Written exercise: Copy verbatim the lines of the records below, starting with the line that contains "Where can the ski track" and continuing through the line that contains "[[68, 101], [245, 63]]", with both of those lines included.

Exercise data:
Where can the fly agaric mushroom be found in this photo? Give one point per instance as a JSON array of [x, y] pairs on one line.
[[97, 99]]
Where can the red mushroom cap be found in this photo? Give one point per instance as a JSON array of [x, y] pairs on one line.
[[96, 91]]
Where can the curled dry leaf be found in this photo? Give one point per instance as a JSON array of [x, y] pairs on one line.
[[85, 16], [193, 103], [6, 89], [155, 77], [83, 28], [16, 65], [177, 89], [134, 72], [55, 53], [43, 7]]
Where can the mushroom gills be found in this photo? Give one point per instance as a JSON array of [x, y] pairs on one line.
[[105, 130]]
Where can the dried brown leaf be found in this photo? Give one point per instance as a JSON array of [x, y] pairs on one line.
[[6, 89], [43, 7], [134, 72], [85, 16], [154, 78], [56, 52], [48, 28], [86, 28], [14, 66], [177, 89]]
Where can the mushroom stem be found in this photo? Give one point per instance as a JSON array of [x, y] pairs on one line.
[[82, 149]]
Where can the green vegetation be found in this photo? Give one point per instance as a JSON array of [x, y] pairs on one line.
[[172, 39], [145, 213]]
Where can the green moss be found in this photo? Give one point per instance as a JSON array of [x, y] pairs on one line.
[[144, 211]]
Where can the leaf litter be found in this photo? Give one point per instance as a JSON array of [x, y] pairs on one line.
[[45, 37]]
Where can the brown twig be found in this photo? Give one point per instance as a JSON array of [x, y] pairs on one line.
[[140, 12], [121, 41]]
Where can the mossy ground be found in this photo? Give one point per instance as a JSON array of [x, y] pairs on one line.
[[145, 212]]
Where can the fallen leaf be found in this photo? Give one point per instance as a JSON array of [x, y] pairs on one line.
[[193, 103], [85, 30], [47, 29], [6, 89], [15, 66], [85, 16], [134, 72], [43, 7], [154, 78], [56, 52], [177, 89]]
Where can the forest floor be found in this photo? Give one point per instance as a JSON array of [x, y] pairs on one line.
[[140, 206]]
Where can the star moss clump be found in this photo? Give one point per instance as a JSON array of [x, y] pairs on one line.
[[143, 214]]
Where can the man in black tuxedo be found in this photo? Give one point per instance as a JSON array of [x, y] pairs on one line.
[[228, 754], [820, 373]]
--
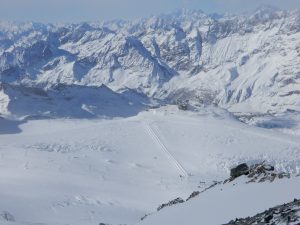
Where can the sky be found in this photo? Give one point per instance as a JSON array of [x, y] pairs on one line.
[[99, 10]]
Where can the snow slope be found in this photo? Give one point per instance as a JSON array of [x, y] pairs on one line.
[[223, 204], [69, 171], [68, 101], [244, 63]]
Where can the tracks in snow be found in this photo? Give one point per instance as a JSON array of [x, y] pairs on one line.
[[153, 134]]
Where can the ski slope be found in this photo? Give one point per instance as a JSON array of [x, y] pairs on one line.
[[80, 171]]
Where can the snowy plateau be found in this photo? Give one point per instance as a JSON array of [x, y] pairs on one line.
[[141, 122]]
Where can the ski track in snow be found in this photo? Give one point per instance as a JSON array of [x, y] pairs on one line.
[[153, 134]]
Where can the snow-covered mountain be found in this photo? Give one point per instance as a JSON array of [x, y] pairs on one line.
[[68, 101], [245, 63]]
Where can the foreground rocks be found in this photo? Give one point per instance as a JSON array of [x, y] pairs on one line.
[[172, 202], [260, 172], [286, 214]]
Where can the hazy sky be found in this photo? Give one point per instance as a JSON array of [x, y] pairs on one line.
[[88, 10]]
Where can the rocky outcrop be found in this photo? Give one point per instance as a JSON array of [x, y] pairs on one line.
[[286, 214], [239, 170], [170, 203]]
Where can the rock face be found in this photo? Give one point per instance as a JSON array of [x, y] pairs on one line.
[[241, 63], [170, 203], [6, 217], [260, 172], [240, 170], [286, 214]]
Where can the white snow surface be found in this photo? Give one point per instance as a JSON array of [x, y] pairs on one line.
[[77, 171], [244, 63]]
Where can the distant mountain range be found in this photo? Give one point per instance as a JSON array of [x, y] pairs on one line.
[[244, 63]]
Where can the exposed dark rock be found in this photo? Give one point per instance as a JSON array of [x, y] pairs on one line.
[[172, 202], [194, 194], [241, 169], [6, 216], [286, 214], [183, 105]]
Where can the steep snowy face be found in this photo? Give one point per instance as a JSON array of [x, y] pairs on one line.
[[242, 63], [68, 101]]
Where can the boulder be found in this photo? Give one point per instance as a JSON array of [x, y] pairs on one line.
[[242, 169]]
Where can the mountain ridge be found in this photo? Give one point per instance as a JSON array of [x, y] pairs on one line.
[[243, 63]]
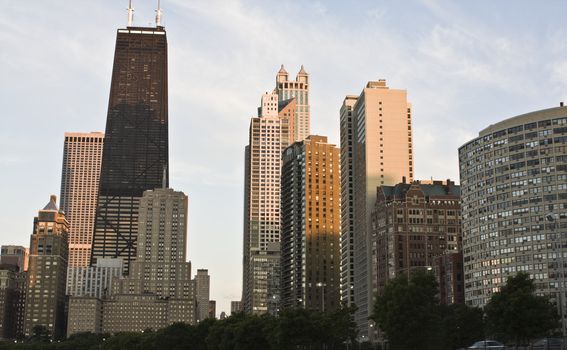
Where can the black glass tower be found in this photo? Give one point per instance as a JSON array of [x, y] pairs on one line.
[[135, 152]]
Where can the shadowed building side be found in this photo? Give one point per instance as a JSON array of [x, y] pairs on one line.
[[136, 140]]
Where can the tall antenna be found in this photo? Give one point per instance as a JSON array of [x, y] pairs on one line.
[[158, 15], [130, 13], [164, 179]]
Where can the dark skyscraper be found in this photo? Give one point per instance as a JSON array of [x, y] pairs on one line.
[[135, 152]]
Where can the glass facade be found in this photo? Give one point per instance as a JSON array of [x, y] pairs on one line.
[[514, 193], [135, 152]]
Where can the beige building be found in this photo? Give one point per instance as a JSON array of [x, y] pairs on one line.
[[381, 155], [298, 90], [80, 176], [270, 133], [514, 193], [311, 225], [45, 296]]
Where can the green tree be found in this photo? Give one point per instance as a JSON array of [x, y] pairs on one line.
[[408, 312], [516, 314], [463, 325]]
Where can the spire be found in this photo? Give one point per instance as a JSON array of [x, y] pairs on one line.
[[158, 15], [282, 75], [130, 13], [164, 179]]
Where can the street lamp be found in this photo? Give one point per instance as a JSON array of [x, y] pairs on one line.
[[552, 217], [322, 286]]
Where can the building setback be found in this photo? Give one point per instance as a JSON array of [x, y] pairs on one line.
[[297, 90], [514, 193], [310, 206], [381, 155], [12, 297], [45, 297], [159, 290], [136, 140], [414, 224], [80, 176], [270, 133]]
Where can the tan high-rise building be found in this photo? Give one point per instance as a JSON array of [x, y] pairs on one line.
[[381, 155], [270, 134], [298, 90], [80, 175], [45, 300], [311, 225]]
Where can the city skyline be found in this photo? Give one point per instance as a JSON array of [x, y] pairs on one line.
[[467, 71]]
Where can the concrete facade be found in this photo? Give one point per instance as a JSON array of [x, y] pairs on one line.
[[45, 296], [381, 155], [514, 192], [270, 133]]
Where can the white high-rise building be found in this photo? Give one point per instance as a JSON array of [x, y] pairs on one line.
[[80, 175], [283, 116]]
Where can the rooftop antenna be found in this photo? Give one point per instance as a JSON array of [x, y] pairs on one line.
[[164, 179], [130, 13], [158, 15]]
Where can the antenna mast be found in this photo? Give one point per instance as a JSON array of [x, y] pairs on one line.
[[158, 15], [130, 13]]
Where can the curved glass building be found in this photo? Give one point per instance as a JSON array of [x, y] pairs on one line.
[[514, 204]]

Expected answer:
Where can the ski track in snow be found in this photo? Give one point per instance as a JSON array of [x, y] pairs on one line.
[[153, 134]]
Where can the snow-covered mountain be found in this photo? Give one point per instance as a JSON array of [x, y] pairs on one line.
[[68, 101], [245, 63]]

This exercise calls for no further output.